*** Opening of Data records ***

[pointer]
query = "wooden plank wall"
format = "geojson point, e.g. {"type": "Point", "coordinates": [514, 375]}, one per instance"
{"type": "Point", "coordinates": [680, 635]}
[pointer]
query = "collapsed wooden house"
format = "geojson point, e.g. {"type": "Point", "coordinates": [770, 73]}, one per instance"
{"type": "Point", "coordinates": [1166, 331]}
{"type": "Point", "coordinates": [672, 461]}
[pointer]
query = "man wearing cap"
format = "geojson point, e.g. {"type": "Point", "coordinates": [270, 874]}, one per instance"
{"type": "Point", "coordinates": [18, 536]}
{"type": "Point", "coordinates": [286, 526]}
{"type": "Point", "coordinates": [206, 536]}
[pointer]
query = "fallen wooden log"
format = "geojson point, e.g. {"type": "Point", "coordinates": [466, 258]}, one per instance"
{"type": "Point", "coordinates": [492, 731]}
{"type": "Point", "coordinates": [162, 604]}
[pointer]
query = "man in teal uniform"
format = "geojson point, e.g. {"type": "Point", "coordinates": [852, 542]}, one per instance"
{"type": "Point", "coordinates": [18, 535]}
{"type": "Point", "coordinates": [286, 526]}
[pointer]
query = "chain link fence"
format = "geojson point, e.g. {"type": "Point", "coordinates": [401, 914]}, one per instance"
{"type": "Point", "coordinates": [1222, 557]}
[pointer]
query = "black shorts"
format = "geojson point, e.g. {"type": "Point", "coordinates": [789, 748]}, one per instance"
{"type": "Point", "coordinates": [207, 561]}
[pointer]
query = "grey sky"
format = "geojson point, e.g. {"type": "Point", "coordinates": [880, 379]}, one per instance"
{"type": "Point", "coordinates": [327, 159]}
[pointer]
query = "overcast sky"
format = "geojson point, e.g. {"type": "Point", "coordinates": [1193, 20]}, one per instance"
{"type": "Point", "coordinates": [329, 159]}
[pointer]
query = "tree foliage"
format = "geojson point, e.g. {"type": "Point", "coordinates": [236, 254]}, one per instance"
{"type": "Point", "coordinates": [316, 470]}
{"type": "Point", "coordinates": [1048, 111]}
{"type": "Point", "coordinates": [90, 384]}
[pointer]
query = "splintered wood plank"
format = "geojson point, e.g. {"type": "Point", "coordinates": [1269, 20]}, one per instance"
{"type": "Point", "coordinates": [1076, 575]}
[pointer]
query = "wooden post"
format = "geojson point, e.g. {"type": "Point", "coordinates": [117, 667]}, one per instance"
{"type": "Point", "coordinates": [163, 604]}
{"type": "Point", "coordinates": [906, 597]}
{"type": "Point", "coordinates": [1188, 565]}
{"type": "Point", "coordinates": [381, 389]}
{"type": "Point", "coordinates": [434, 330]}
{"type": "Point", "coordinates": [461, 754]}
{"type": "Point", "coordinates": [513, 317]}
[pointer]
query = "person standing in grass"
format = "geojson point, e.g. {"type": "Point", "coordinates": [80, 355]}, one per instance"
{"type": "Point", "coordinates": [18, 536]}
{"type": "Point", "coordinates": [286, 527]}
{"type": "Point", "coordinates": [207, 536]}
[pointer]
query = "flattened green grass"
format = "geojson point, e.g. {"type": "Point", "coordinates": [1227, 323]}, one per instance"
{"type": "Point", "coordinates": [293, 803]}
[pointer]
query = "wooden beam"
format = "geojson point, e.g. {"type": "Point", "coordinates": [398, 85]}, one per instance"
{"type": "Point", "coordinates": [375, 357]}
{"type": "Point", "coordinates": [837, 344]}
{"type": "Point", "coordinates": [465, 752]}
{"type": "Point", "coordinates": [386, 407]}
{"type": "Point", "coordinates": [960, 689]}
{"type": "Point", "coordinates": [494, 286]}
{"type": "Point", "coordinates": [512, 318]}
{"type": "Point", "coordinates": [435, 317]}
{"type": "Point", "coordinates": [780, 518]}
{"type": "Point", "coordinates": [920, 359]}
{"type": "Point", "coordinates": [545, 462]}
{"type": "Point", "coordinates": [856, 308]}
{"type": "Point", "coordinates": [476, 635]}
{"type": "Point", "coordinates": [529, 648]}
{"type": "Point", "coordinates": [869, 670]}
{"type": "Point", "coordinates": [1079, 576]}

*** Close of Data records ***

● **Work item**:
Count the lines in the entries above where the string "grass" shows up, and give that number only.

● **Answer to the exercise**:
2